**Given text:**
/---

# Sticky  Big Miami Meet, Jan. 25, 2007, Thursday!!!!!!!!



## The Crow (Mar 25, 2005)

Get those babies cleaned up and ready, its time for another GREAT meet. Hope to see everyone out and ready for some sweet cars and good food.

DATE: Thursday, January 25th, 2007 

TIME: 8:00 pm 

PLACE: MAC Acccessories - 7040 SW 44th Street, Miami, Florida 

PLAN: Meet up at the shop, enjoy the rides and good company and then cruise out to Fuddruckers on 107th Avenue by International Mall.


----------



## The Crow (Mar 25, 2005)

Here is the list so far.

Ruben - Camaro
Alex - Camaro
01Z28 - Camaro
speedz01 - Camaro
splitplug - Camaro
Joel - Trans Am
Alcides - Trans Am
Rudy - Corvette C5
Jonathan - Corvette C5 Z06
Jason - Corvette C6
Danny - Corvette C6
Slow Vette - Corvette C6
Manny - GTO
Aldrwin - GTO
Gilbert - GTO
Dan - Mustang
Jon - Charger SRT8
Mike - Porsche
Kev - Supra
Frank - GTi
Carlos - RX-8


----------



## redrocketgto (Jul 14, 2005)

\---

**Dataset extract:**
/---

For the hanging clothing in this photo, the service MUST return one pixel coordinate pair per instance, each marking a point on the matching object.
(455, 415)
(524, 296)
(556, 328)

\---

**Problem to work on:** Continue the Miami car meet thread from the point where it ends.

**Written response:**
I am going to try and make itarty:


----------



## The Crow (Mar 25, 2005)

Hope to see everyone on Thursday!!!


----------



## Robocop (May 9, 2009)

I know is an old thread, but when is the next meet??


----------



## The Crow (Mar 25, 2005)

That time again, time for some good food and some GREAT company! Get those rides looking hot for another great SSP meet. 


Date: Thursday, June 25, 2009 

Time: 8:00 pm 

Place: 7040 SW 44th Street, Miami, Florida 

Plan: Meet up at the shop and cruise out around 9 for some grub!


----------



## Robocop (May 9, 2009)

Damn it! I was out of town on a 1 week cruise..... When is the next meet???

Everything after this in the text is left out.